Copy out exactly the lines from the one containing "Give the innermost point of each instance of the white daisy" to the end of the records below, both included, and nothing else.
* start Source material *
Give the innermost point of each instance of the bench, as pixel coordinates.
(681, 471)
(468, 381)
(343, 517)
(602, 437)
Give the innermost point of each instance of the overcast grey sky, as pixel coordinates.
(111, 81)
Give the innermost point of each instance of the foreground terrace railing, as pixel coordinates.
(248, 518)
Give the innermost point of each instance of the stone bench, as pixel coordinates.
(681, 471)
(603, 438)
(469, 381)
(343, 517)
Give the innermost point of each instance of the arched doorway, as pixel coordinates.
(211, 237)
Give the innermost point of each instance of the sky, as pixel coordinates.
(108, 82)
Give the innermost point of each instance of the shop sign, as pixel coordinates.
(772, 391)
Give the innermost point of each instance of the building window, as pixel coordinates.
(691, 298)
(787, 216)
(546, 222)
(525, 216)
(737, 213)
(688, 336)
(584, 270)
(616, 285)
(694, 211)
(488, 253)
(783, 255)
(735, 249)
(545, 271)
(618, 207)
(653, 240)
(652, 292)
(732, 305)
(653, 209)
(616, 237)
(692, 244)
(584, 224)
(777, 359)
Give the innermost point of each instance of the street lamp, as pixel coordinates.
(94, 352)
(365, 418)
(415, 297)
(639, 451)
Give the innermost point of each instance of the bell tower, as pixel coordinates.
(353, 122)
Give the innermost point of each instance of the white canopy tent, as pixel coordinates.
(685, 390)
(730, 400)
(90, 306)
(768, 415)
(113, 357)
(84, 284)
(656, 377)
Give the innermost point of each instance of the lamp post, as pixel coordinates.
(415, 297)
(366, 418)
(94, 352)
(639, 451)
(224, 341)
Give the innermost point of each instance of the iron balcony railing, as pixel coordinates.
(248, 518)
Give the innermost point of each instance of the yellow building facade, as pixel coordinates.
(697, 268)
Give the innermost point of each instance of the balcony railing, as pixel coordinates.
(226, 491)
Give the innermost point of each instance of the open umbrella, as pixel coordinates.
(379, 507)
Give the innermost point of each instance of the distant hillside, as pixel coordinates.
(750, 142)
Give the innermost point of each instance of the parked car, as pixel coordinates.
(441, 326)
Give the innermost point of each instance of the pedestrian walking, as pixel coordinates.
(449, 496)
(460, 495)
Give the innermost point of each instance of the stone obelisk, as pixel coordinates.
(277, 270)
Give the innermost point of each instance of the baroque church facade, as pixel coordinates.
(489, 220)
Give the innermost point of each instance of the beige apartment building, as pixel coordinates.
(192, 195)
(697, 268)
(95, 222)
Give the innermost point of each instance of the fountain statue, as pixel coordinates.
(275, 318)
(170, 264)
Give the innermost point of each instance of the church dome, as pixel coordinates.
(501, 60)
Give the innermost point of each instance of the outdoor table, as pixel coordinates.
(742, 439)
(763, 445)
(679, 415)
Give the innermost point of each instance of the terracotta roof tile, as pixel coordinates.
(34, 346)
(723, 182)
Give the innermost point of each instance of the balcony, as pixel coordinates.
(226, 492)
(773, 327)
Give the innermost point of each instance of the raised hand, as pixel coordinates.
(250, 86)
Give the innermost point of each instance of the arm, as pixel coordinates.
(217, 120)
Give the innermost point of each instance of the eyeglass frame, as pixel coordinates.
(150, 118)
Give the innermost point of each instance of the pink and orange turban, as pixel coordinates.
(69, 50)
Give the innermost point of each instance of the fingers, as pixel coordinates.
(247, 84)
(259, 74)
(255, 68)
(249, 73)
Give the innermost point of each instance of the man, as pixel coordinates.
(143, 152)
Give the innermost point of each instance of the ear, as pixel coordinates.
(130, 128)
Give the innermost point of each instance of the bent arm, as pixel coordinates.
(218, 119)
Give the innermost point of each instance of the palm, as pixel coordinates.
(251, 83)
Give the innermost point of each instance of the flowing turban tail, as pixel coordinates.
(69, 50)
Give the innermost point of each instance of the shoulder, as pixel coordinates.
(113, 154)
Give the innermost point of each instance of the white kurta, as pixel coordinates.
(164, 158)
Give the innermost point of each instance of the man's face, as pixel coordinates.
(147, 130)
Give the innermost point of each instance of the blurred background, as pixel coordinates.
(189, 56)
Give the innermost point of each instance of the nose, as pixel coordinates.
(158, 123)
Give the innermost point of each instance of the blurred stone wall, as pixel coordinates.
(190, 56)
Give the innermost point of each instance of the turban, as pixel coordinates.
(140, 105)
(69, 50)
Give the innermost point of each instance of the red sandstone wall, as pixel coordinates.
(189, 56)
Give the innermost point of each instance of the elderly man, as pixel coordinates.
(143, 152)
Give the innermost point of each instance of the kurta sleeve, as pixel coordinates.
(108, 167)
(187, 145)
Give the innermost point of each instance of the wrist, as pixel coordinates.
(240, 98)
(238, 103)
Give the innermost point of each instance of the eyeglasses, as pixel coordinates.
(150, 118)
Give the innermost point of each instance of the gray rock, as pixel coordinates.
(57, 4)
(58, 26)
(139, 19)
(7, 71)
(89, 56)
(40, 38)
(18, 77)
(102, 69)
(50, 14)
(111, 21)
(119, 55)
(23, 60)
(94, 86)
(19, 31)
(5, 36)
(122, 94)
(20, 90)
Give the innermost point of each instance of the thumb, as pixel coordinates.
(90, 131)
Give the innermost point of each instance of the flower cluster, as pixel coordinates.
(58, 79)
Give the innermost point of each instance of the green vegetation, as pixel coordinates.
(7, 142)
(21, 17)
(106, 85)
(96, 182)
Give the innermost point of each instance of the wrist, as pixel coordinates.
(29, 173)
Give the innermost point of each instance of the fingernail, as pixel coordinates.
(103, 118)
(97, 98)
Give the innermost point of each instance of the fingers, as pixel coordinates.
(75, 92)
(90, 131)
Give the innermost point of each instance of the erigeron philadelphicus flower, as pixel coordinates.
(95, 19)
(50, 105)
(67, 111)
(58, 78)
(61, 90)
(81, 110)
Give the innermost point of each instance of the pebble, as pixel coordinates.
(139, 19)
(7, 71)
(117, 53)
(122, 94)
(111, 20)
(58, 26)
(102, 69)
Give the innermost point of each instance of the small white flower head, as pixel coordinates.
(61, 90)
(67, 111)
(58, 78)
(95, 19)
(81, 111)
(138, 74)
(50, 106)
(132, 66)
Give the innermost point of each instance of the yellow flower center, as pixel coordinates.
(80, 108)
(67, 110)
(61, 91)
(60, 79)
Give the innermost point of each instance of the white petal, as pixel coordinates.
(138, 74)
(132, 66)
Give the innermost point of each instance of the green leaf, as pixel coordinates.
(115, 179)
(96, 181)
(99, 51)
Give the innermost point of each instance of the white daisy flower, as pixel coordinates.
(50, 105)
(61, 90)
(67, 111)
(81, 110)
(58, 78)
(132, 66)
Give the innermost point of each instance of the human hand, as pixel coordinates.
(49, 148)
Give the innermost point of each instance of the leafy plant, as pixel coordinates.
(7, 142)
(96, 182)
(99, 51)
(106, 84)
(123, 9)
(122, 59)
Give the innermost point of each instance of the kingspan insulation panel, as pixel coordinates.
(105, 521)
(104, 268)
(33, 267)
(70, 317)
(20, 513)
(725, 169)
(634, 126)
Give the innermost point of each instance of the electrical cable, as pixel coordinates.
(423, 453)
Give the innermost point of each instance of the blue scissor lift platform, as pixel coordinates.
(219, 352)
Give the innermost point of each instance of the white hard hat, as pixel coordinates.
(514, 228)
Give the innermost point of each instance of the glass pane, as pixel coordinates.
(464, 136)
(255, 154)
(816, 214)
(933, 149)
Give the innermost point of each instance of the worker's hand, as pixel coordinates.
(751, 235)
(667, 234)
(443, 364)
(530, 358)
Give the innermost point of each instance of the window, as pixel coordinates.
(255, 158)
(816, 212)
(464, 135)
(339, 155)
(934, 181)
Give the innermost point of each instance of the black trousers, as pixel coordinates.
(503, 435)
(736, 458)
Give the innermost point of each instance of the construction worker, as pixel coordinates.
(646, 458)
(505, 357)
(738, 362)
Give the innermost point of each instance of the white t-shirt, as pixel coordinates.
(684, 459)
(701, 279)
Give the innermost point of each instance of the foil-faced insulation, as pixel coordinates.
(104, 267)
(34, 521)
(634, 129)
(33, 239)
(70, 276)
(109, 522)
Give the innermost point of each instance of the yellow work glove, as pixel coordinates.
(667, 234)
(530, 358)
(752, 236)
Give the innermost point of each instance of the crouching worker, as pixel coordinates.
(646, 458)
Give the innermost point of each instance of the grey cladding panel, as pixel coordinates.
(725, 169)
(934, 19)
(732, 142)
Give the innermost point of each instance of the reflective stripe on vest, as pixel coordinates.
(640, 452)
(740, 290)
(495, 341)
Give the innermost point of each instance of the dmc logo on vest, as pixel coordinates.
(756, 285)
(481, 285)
* end Source material *
◆ Answer to this task:
Give the innermost point of each instance of the white daisy flower, as pixel coordinates.
(50, 105)
(61, 90)
(67, 111)
(81, 110)
(58, 78)
(132, 66)
Give the innermost point of each instance of the human hand, as pixel coordinates.
(49, 148)
Give the innermost point of each instance of the leafy plant, as pixel coordinates.
(7, 142)
(96, 182)
(99, 51)
(106, 84)
(123, 9)
(122, 59)
Give the innermost point of each instance of the kingspan insulation panel, as pixel coordinates.
(105, 521)
(104, 268)
(33, 267)
(70, 317)
(20, 513)
(725, 169)
(634, 126)
Give the innermost point of each instance of the electrical cable, as pixel coordinates.
(423, 453)
Give the innermost point of each instance of the blue scissor lift platform, as pixel coordinates.
(219, 352)
Give the innermost point of each instance of the white hard hat, as pixel coordinates.
(514, 228)
Give the innermost point of each instance of the glass pane, as pixel coordinates.
(464, 136)
(255, 154)
(816, 214)
(933, 149)
Give the innermost point of each instance of the worker's hand, as pixel coordinates.
(751, 235)
(667, 234)
(443, 364)
(530, 358)
Give the innermost point of each instance of the window, as pixel coordinates.
(255, 158)
(816, 212)
(464, 135)
(339, 155)
(934, 181)
Give the innermost point of each instance of the black trousers, as pixel coordinates.
(503, 435)
(736, 458)
Give the innermost point of each instance of the construction worker, as pixel coordinates.
(646, 458)
(505, 357)
(738, 362)
Give the innermost point of each instance of the white t-shirt, as pixel coordinates.
(684, 459)
(701, 279)
Give the innermost point of each instance of the foil-faced insulation, as pixel coordinates.
(104, 267)
(34, 521)
(634, 129)
(33, 239)
(70, 276)
(109, 522)
Give the innermost point of each instance of the yellow work glove, as pixel coordinates.
(667, 234)
(530, 358)
(752, 236)
Give the innermost point of each instance of the crouching worker, as pixel coordinates.
(646, 458)
Give the innermost point of each instance of the grey cladding panel, as pixel coordinates.
(725, 169)
(934, 19)
(732, 142)
Give the innermost point of each instance of the reflective stripe on vest, as pixel coordinates.
(640, 452)
(740, 290)
(495, 341)
Give the innermost point of each instance of the dmc logo on vest, as pixel coordinates.
(756, 285)
(481, 285)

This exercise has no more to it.